Input
··········
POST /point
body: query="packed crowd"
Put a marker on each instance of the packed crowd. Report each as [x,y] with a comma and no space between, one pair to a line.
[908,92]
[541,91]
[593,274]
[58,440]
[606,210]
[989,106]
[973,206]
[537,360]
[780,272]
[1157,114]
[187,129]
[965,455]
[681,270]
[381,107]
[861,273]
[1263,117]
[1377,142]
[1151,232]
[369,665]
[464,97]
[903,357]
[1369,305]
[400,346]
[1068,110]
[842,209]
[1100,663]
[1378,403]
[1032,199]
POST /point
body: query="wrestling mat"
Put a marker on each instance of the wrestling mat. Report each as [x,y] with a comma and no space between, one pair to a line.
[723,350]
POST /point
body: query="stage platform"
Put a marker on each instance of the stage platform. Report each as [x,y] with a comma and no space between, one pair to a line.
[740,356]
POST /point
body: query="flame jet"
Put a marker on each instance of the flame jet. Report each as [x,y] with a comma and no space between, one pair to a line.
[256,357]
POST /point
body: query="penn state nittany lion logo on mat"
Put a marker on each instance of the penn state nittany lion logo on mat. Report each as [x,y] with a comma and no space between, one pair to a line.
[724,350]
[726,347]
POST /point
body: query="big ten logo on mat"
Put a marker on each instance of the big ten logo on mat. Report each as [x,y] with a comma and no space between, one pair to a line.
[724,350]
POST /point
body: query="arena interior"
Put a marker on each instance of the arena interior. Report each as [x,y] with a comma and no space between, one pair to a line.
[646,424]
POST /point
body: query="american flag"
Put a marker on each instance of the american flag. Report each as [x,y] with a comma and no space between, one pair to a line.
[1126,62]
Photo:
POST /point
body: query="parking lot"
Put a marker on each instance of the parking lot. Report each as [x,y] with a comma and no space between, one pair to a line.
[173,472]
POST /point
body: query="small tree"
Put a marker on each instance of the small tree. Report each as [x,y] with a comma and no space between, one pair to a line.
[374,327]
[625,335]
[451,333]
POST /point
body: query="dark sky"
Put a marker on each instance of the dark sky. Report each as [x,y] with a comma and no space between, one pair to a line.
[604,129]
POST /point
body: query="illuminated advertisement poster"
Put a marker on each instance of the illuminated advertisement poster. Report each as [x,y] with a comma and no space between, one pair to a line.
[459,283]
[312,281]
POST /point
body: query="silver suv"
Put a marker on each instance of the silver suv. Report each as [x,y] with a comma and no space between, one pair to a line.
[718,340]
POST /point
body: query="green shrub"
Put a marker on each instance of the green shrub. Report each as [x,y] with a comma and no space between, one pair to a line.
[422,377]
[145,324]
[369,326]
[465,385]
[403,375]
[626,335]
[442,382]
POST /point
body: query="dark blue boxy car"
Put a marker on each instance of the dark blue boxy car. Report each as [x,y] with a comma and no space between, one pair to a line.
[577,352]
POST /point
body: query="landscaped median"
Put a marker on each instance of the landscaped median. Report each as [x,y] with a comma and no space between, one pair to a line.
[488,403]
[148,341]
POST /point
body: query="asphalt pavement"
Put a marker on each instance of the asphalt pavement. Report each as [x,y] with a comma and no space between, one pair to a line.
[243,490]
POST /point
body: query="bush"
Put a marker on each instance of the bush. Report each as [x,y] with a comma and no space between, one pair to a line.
··········
Given request
Reproduce every record above exactly as it appears.

Answer for the task
POST /point
body: query="packed crowd"
Put a marker on each instance of the packed crowd. Report each as [x,y] with a comma and no space between, one pair to a line.
[908,92]
[541,91]
[593,274]
[58,440]
[606,210]
[989,106]
[973,206]
[537,360]
[780,272]
[1157,114]
[187,129]
[965,455]
[681,270]
[381,107]
[861,273]
[1263,117]
[1377,142]
[1151,232]
[369,665]
[464,97]
[903,357]
[1369,305]
[400,346]
[1068,110]
[842,209]
[1100,663]
[1378,403]
[1032,199]
POST /point
body: query="wrestling mat"
Put a marker on each instance of the wrestling mat. Report each as [x,y] with a comma and no space between, one pair to a line.
[723,350]
POST /point
body: query="stage platform"
Put a marker on each instance of the stage platform. Report each as [x,y] with a comma and no space between, one pair to a line.
[740,356]
POST /point
body: query="flame jet"
Put a marker on each instance of the flame jet. Report each as [x,y] with a comma and no space between, one pair to a line.
[256,357]
POST /point
body: query="penn state nittany lion logo on mat"
Put a marker on each instance of the penn state nittany lion logo on mat. Report each as [x,y] with a comma and no space between, one pair to a line.
[724,350]
[726,347]
POST /point
body: query="big ten logo on mat"
Put a marker on each instance of the big ten logo on mat. Report each as [x,y] with a comma and no space between, one pair to a line.
[724,350]
POST /point
body: query="arena interior"
Put a marker on each instance of the arena interior. Report each as [x,y] with a comma and no space between, one pair to a line.
[646,424]
POST /point
body: query="american flag"
Put a marker on each instance of the american flag. Report each as [x,y] with a comma and no space between, one pair to a line.
[1126,62]
Photo:
POST /point
body: query="parking lot"
Put a marker on each instance of the parking lot. Report each as [x,y] with a comma and no space between, one pair to a line.
[173,472]
POST /point
body: query="small tree"
Put a marker on each instance of the small tree. Report each as [x,y] with a comma and no space between, one pair to a line.
[374,327]
[625,335]
[451,333]
POST /point
body: query="dark sky"
Put a marker on each instance of the dark sky. Report each as [x,y] with a comma and no space between, one pair to a line.
[604,129]
POST /point
body: query="illuminated advertisement poster"
Put a marker on each instance of the illuminated advertisement poster. Report each as [x,y] with a comma and no space between, one pair to a line.
[459,283]
[312,281]
POST /point
body: query="silver suv"
Put a marker on each instance of the silver suv. Report each as [x,y] with a comma and no space between, one pair to a line.
[718,340]
POST /point
body: query="green shrub"
Put a marker on each instance of the green shrub. Report each as [x,y] with a comma and no space between, one pair to a line.
[422,377]
[145,324]
[369,326]
[465,385]
[403,375]
[626,335]
[442,382]
POST /point
body: query="dark blue boxy car"
Put a marker on each instance of the dark blue boxy car. Report each as [x,y] with a comma and no space between, one pair to a line.
[577,352]
POST /point
body: query="landscaped median"
Put a marker on each instance of the landscaped median. Report each as [x,y] with a comma and no space between, one pair to a line.
[488,403]
[148,341]
POST /point
body: query="asphalt pavement"
Put a marker on each instance of the asphalt pavement. Report each as [x,y] with a comma and no space between, one pair to a line.
[243,490]
POST /point
body: query="bush"
Put a marker on each instance of the bush. Report each as [x,y] with a comma and no space between, one pair to a line.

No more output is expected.